[Begin PASSAGE TO READ]
Every feature repeats this cycle. The codebase grows, but documentation is either missing, outdated, or self-contradictory. You've built a product, but no one can understand it without reading source code line by line.
How Archon Handles This
Archon treats documentation as a deliverable, not an afterthought. The delivery pipeline enforces this at multiple stages:
Manifest update (Close-Out step 1) — Every completed feature is recorded in the project manifest: what was done, where, what patterns were used. This is the project's living directory.
Knowledge evolution — When the agent discovers new patterns or makes architectural decisions, they're captured into skills and architecture decision records — not left as tribal knowledge in someone's chat history.
Drift detection — The drift mechanism tracks whether documentation reflects reality. When code changes outpace documentation updates, the drift counter increments. At threshold, the system forces alignment: "the manifest says auth uses JWT, but code has switched to session tokens — update the manifest."
Structured delivery records — Every significant change produces a structured log entry: what changed, why, what alternatives were considered and rejected. This is the project's institutional memory — the "why" behind every "what."
The end result: your project always has a current, accurate self-map. New members (human or AI) read the manifest and understand the system. No archaeology required.
Cluster 3: Planning, Architecture, and Performance

These journeys cover the point where coding too early becomes expensive. Archon inserts Verdict-backed planning, subsystem modeling, and continuous review before local fixes harden into architecture debt.
Journey 10: "Just Do What I Said" — Planning Is Your Job

You: "Add a notification system."
AI starts coding immediately. It picks a random component file, starts writing a <NotificationBell>, hard-codes a polling interval, stores read/unread state in useState, and creates an inline dropdown. 200 lines later, it says "done."
You: "Wait — where's the backend? How do notifications get created? What about real-time updates? Persistence? Grouping? Read-all?"
[End PASSAGE TO READ]
EXERCISE TASKS:
#1 According to the passage about Archon, what happens to the drift counter when code changes outpace documentation updates?
#2 Name every stage at which the delivery pipeline in the passage about Archon enforces documentation.
#3 Extend the passage about Archon from the point where it stops.
The listing that comes next has no connection to the passage about Archon.
[Begin RECORDS SHOWN]
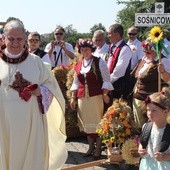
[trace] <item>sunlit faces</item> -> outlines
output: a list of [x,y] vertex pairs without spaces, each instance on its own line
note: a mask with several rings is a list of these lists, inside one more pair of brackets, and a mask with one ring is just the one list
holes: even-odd
[[137,29],[134,29],[134,28],[128,29],[127,35],[130,40],[134,41],[138,35]]
[[150,121],[159,121],[160,119],[166,118],[165,110],[160,107],[149,103],[147,104],[147,116]]
[[118,33],[112,31],[112,29],[109,29],[107,37],[109,38],[110,42],[113,44],[116,44],[118,41]]
[[150,60],[154,60],[156,58],[156,52],[153,50],[150,50],[150,51],[144,50],[144,55]]
[[103,44],[105,43],[105,37],[103,35],[96,35],[93,37],[93,43],[97,47],[102,47]]
[[4,35],[4,42],[8,52],[17,55],[23,50],[26,42],[26,35],[22,29],[9,29]]
[[64,39],[64,32],[62,29],[56,29],[54,32],[54,37],[56,40],[61,41]]
[[40,39],[39,36],[28,36],[28,46],[30,51],[36,50],[40,46]]
[[86,59],[89,59],[92,57],[92,49],[90,47],[81,47],[80,53]]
[End RECORDS SHOWN]
EXPECTED RESPONSES:
#1 The drift counter increments.

#2 Manifest update (Close-Out step 1), knowledge evolution, drift detection, and structured delivery records.

#3
AI didn't plan. It heard "notification system" and jumped to the first concrete thing it could render. There was no decomposition, no scope assessment, no sequencing. You now have a half-baked UI with no backend, no data model, and no migration path to the real architecture.
This happens on every non-trivial task. AI treats "build X" as "start typing X." The gap between "understand the requirement" and "produce correct code" — that's where engineering actually lives.
How Archon Handles This
The Decision Gate (Verdict) fires before any code is written. When a task arrives:
- Blast radius assessment — How many files, modules, and subsystems does this touch? A notification system touches: data model, API layer, real-time transport, UI components, state management. That's a multi-module delivery, not a single-file task.
- Decomposition — The task is broken into sequenced sub-deliveries: schema first, then API endpoints, then real-time subscription, then UI, then integration test.
- Dependency mapping — UI depends on API; API depends on schema. The agent won't start the UI until the data layer exists.
- Scope negotiation — If the task is too large for a single session, the Verdict proposes a phased plan and asks the stakeholder to confirm scope.
The result: AI doesn't "just start typing." It produces a Verdict-backed plan, then executes each accepted delivery through the self-directed interior: the agent chooses tool order, helper code, and backtracking, while the hard gates still protect scope, validation, Run-State, and review. Each sub-delivery is independently testable. If the session ends mid-way, the next session picks up from the plan — not from scratch.
Honesty note: early Archon versions did not have the Verdict gate (then called
GATE-1). The agent would jump straight into coding, just like vanilla AI. We added the gate after three consecutive deliveries required "undo and redo with a plan" — the cost of re-work exceeded the cost of planning by 3x.
Journey 11: The Architect Who Never Shows Up

You ask AI to add a caching layer. It adds node-cache to the API route handler — inline, right where the database call happens. It works.
Next week you need caching on three more endpoints. AI adds node-cache to each one independently. Different TTLs, different invalidation strategies, no shared abstraction.
Month later, you need Redis for production. Every endpoint has its own bespoke caching logic. There's no "caching layer" — there are 7 independent caching implementations.
AI never steps back to ask: "What's the right architectural boundary here?" It never proposes: "Before I add caching to endpoint #2, let me extract endpoint #1's cache into a shared service." It doesn't think architecturally because it has no architectural memory and no incentive to create one.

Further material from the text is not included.